**Document segment**
<<<<
In June we saw an update to the NVMe standard. The update defines a software interface to assist in actually reading and writing to the drives in a way to which SSDs and NAND flash actually works.

Instead of emulating the traditional block device model that SSDs inherited from hard drives and earlier storage technologies, the new NVMe Zoned Namespaces optional feature allows SSDs to implement a different storage abstraction over flash memory. This is quite similar to the extensions SAS and SATA have added to accommodate Shingled Magnetic Recording (SMR) hard drives, with a few extras for SSDs. ‘Zoned’ SSDs with this new feature can offer better performance than regular SSDs, with less overprovisioning and less DRAM. The downside is that applications and operating systems have to be updated to support zoned storage, but that work is well underway.
>>>>
**Problem 1**
Which storage interface standards does the passage on NVMe Zoned Namespaces name?
**Problem 2**
Can you quote the passage on NVMe Zoned Namespaces from "In June we saw" up to and including "flash actually works."?

**Provided information**
<<<<
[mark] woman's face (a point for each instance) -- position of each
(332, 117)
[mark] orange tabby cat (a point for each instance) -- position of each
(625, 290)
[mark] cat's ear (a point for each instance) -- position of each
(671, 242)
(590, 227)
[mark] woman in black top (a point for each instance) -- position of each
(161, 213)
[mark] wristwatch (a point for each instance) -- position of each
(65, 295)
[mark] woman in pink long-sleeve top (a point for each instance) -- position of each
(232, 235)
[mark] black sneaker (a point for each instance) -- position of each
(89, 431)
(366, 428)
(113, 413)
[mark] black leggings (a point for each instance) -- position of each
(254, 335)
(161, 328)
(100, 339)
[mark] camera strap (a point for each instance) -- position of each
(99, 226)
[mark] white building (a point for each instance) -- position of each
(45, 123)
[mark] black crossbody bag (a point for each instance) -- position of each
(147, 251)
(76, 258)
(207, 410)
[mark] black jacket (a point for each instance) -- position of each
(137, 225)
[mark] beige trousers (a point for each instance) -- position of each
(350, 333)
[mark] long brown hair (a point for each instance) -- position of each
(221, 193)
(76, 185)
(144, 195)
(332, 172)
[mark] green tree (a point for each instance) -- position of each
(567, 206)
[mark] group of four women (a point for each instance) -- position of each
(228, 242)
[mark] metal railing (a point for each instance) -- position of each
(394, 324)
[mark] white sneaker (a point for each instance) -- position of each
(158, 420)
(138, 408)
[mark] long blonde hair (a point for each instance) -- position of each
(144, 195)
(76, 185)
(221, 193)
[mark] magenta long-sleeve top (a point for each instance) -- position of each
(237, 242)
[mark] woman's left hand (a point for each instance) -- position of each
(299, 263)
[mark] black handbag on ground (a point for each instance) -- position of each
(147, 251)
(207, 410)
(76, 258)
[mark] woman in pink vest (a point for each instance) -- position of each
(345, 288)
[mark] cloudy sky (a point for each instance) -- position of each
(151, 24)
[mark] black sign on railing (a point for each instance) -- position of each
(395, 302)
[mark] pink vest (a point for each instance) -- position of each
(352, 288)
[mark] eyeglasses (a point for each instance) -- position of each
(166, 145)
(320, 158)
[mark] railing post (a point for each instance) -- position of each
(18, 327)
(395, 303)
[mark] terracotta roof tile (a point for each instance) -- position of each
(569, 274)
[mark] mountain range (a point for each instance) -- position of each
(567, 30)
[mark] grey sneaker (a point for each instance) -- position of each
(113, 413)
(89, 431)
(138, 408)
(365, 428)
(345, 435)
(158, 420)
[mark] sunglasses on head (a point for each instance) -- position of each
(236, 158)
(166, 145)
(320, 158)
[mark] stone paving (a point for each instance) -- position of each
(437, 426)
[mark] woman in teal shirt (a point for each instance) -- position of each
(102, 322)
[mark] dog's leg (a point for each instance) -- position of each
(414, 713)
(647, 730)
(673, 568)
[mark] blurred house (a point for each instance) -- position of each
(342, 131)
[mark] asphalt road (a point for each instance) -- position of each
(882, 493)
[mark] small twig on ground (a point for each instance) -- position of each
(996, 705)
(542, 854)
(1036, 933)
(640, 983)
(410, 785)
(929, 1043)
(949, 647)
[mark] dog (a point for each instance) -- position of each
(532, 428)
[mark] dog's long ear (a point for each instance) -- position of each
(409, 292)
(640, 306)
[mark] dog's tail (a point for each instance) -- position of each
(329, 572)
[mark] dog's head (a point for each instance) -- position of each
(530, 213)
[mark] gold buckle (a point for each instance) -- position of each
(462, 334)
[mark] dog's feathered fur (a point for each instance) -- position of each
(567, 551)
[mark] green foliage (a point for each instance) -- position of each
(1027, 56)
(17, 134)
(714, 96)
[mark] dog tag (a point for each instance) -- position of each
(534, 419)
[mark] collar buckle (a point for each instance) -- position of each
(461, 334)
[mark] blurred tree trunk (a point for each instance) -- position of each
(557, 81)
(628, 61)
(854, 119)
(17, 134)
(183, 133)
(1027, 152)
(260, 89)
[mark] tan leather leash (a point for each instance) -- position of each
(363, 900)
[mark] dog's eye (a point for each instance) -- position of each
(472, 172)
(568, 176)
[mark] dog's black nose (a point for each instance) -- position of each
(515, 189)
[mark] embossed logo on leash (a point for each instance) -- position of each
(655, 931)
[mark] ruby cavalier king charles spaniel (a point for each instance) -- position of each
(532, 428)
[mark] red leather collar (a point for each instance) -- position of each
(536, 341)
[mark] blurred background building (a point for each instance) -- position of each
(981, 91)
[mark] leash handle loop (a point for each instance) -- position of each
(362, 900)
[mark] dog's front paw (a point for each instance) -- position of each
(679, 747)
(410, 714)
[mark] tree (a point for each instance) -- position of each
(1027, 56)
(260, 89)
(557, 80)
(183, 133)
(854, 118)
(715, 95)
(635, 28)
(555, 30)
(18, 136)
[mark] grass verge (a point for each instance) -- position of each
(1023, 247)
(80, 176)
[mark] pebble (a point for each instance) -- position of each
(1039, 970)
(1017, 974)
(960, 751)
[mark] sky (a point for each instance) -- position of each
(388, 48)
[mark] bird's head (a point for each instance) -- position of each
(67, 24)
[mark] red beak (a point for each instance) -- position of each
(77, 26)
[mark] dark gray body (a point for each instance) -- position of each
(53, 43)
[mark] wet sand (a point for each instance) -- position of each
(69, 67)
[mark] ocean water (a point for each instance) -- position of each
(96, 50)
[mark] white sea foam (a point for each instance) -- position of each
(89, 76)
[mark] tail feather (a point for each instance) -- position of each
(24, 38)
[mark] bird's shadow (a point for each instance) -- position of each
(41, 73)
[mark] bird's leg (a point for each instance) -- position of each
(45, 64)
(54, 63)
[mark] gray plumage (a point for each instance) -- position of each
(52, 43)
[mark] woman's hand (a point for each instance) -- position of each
>>>>
**Expected answer 1**
NVMe, SAS, SATA

**Expected answer 2**
In June we saw an update to the NVMe standard. The update defines a software interface to assist in actually reading and writing to the drives in a way to which SSDs and NAND flash actually works.